→ Actions to take:
1 - According to the piece on online advertising, why do people tolerate advertising?
2 - Copy the stretch of the piece on online advertising from "1.  How do I" through "it my attention.".

→ Text provided:
┄┄┄┄┄┄┄┄┄┄┄┄┄┄┄┄┄┄┄┄
No One WANTS To Watch Your Advertising.

People tolerate advertising because they get something out of it, period. I am a little tired of hearing the argument “if it’s the right ad in the right place, then people will be engaged.” I am a huge fan of relevancy, but you’re not going to convince me that it’s possible to achieve perfect relevancy and solve the issue of advertising on the Internet.

I have a number of issues with the utopian “relevancy is all we need” argument:

1.  How do I know an advertisement is relevant until I give it my attention? There is a bit of a chicken and egg problem here: An advertisement might be relevant, but I’ll never know it unless I have a good treason to give it my attention.

2.  I’m not even interested in paying attention to ads that are relevant to me most of the time. For example, I buy soda, but it doesn’t mean I’m actively giving my attention to Coke and Pepsi whenever I come across their advertisements on the Internet.
┄┄┄┄┄┄┄┄┄┄┄┄┄┄┄┄┄┄┄┄
→ Data for review:
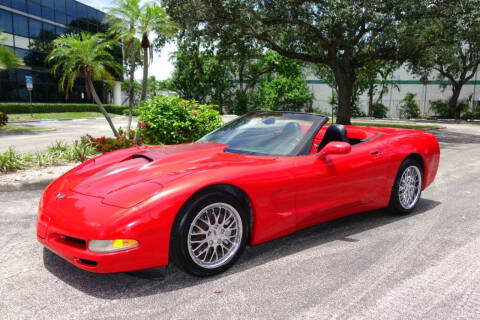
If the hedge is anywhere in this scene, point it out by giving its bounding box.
[0,102,128,114]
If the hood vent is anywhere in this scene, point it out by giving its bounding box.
[132,153,154,162]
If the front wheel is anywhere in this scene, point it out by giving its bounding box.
[172,192,248,277]
[390,159,423,214]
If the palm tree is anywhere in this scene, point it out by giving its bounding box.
[138,3,175,101]
[46,33,122,138]
[104,0,141,134]
[134,3,176,143]
[0,31,23,71]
┄┄┄┄┄┄┄┄┄┄┄┄┄┄┄┄┄┄┄┄
→ Answers provided:
1 - Because they get something out of it.

2 -
1.  How do I know an advertisement is relevant until I give it my attention? There is a bit of a chicken and egg problem here: An advertisement might be relevant, but I’ll never know it unless I have a good treason to give it my attention.